_Problem description_
Say how many lines of these entries include the word "kumquat", and answer with the number alone.

_Data records_
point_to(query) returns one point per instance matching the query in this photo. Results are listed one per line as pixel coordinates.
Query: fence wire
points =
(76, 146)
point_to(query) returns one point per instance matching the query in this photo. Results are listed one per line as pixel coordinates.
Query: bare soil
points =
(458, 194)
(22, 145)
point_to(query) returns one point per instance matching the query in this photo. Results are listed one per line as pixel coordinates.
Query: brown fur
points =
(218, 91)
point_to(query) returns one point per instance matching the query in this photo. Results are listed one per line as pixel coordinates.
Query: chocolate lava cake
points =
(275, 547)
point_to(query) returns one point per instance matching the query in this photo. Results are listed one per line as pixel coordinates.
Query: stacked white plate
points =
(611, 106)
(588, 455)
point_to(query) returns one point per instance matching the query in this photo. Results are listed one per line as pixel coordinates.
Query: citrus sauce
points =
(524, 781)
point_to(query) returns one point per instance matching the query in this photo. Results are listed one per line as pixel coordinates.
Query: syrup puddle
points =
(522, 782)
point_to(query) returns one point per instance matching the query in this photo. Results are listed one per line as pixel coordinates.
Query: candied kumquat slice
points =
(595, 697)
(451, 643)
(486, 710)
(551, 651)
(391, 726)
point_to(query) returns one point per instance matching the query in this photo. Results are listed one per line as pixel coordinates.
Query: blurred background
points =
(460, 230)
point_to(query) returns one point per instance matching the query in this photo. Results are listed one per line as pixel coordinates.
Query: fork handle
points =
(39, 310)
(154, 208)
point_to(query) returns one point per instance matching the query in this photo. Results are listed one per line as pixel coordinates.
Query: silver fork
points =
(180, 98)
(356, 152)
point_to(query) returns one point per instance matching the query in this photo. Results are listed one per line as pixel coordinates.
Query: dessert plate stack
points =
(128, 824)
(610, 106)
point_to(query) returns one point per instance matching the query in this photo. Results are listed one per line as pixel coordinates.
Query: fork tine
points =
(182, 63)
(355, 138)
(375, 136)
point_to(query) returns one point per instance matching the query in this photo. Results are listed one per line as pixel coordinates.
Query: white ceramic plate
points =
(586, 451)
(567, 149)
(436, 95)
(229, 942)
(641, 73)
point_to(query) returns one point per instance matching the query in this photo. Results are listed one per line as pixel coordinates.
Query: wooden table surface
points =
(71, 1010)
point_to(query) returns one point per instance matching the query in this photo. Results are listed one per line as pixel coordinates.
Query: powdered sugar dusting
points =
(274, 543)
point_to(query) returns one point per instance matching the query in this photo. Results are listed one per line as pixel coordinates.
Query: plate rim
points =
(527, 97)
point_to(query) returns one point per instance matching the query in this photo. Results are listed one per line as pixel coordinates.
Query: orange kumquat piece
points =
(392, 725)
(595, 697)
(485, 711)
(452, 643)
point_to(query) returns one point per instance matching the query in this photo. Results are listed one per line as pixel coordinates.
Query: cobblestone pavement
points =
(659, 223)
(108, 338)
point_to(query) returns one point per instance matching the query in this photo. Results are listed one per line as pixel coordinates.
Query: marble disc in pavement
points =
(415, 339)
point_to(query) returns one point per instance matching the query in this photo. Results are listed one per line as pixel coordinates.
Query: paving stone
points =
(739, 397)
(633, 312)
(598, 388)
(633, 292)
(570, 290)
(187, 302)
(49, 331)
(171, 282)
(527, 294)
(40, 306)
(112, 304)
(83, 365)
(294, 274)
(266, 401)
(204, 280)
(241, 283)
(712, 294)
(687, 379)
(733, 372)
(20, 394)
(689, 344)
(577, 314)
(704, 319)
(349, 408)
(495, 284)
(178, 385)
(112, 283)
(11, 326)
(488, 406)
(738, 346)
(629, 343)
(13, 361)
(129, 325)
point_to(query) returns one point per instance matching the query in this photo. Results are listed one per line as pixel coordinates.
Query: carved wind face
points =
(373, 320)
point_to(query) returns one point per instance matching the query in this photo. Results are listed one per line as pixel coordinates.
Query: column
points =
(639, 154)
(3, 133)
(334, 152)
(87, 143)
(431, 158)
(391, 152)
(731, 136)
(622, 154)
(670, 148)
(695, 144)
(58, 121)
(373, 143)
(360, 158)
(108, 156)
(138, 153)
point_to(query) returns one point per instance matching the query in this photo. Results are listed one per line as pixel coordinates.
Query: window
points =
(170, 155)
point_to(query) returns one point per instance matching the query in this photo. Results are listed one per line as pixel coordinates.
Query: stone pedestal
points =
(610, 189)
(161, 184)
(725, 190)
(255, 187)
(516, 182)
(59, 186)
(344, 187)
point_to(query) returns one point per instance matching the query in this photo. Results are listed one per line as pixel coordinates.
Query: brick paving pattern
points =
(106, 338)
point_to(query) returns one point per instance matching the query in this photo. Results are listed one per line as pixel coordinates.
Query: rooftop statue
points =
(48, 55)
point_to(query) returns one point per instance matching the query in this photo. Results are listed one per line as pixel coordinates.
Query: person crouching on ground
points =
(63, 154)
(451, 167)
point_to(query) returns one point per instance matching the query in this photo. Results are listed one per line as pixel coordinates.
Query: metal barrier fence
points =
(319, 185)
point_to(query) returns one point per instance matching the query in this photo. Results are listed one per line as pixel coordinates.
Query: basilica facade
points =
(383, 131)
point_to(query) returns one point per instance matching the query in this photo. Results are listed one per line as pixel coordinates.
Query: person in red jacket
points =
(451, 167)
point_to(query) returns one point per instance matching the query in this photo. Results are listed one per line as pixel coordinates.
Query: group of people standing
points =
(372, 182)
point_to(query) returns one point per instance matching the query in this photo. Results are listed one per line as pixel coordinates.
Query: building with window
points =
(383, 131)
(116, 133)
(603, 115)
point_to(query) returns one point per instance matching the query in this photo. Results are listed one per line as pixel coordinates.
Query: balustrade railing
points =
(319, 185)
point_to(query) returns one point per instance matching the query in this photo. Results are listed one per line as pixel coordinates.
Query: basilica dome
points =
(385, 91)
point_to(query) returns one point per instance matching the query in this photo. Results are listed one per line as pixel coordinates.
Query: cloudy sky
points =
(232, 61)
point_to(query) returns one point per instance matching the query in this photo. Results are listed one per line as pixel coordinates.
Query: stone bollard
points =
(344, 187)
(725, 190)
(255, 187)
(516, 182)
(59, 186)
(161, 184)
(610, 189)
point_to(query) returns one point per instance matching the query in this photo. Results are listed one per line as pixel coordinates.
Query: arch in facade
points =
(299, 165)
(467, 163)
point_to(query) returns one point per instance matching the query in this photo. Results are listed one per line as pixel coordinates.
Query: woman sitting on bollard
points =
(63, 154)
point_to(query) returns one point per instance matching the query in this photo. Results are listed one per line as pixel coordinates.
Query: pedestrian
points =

_Task output_
2